Passage given:
======

# Best way to exchange into DVC? RCI points or Wyndham Points or weeks?



## Patriot's Place Mom (Aug 10, 2012)

Hi all,

I've been able to find some of this information in the TUGBBS forums, but I'm still confused a little.  I have owned weeks for 20 plus years.  I understand all about weeks, how to exchange, TPUs, all that.  My parents own multiple timeshares.  They have  RCI points, Wyndham points, Marriott points...I am very confused by all their points.  

I shared with my mom that we want to trade into DVC for my daughter's graduation the first week of June.  If we use weeks it will suck up all our TPUs, leaving us with no extra vacation time and be very expensive.  She offered to book it for us using her points (she has more than she can use herself) as a graduation gift for my daughter.

Which method of exchanging for DVC would be best: RCI points, Wyndham points or weeks?

======

Source records
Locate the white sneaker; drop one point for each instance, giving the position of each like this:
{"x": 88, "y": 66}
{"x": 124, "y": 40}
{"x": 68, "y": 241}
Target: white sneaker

======

Task description: Reproduce verbatim the forum post about exchanging into DVC, from "I've been able" up to and including "all their points.".

Answer to the problem:
I've been able to find some of this information in the TUGBBS forums, but I'm still confused a little.  I have owned weeks for 20 plus years.  I understand all about weeks, how to exchange, TPUs, all that.  My parents own multiple timeshares.  They have  RCI points, Wyndham points, Marriott points...I am very confused by all their points.